Repeat each line of the data exactly as written.

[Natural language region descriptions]
- Opening Delimiter -
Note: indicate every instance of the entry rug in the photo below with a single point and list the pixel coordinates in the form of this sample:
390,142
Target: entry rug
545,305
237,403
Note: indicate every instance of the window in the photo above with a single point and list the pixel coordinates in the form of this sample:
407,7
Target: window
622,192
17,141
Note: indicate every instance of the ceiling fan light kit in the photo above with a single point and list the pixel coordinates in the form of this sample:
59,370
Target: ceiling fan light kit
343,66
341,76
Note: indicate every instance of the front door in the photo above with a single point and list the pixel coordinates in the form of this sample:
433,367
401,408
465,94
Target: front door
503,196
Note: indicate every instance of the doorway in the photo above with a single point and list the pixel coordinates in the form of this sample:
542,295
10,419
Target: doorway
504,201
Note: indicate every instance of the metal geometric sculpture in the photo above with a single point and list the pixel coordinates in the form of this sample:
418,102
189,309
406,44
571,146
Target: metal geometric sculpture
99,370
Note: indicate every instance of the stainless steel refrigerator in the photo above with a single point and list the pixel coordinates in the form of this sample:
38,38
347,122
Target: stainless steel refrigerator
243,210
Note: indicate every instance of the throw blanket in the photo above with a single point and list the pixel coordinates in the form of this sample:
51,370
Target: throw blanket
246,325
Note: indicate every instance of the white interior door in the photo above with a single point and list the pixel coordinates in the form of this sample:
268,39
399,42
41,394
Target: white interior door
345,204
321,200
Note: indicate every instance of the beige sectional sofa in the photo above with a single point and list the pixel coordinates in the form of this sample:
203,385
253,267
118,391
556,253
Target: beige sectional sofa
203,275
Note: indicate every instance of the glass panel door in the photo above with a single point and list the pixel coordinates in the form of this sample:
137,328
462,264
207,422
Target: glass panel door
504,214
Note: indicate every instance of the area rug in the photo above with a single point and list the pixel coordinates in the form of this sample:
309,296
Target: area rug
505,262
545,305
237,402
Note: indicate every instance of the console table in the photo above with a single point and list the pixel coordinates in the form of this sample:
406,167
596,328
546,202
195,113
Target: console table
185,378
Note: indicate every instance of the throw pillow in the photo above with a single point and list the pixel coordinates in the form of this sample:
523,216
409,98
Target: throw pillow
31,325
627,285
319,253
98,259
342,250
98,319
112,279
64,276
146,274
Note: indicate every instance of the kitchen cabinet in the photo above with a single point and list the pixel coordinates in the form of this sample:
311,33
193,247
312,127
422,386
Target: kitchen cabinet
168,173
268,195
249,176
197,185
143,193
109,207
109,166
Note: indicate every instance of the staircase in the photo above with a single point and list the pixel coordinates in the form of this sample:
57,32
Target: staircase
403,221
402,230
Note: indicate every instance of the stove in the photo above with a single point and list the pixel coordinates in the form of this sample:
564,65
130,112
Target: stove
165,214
- Closing Delimiter -
• _Task output_
Note: indicate every instance of the entry rug in the photo below with a single point and list the pixel coordinates in the form of this sample:
390,142
Target: entry rug
545,305
237,403
Note: indicate every instance of the window in the photo above with a single point and list the pixel coordinates in the form of this sample:
407,7
Target: window
622,192
17,141
Note: indicate every instance of the ceiling fan light kit in the photo above with a single point and list the pixel coordinates in the form of this sample:
59,370
Target: ceiling fan light kit
343,66
341,76
Note: indicate every instance of the front door in the photo above with a single point and list the pixel coordinates in the form of this sample:
433,367
401,408
465,94
Target: front door
503,196
Note: indicate every instance of the doorway in the photo above with a single point and list the pixel coordinates in the form of this sample:
542,295
10,419
Target: doorway
504,201
Note: indicate every instance of the metal geometric sculpture in the photo above with a single point and list the pixel coordinates in the form of this sample:
418,102
189,309
406,44
571,146
Target: metal geometric sculpture
99,370
Note: indicate every instance of the stainless steel refrigerator in the photo above with a single point and list the pixel coordinates in the form of this sample:
38,38
347,122
Target: stainless steel refrigerator
243,210
Note: indicate every instance of the throw blanket in the photo above with a single point and list the pixel coordinates in the form of this sample:
51,370
Target: throw blanket
246,325
Note: indicate every instance of the white interior door in the photo above with a single point and list the pixel coordinates in the form of this sample:
268,39
399,42
41,394
Target: white interior door
345,204
321,200
Note: indicate every instance of the beige sectional sofa in the photo above with a single point and list the pixel coordinates in the form of this sample:
203,385
253,267
118,391
556,253
Target: beige sectional sofa
203,275
Note: indicate every instance of the glass panel door in the photo above with a single point and list the pixel coordinates in the form of this sample:
137,328
462,264
207,422
Target: glass panel door
504,214
Note: indicate every instance of the area rug in the photo above with a single point and list the pixel coordinates in the form of this sample:
309,296
Target: area rug
505,262
545,305
237,402
Note: indicate every instance of the console table in the photo above with a single point and list the pixel coordinates in the form of this sample:
406,167
596,328
546,202
195,113
Target: console table
185,378
Note: indicate every instance of the throw pillow in the photo above with a single point and list the pixel coordinates in the form of this sample:
523,216
409,98
Target: throw pillow
31,325
627,285
319,253
98,259
342,250
98,319
112,279
64,276
146,274
Note: indicate every instance of the kitchen cabinet in the photo above with a single point and list the pixel coordinates in the form of this sample:
311,33
193,247
312,127
422,386
Target: kitchen cabinet
168,173
268,195
249,176
197,185
143,193
109,207
109,166
Note: indicate every instance of the staircase in the photo above with a single point and list the pixel coordinates in the form of this sample:
57,32
Target: staircase
403,221
402,230
Note: indicate every instance of the stove in the photo above with a single point and list the pixel coordinates in the form of this sample:
564,65
130,112
Target: stove
165,214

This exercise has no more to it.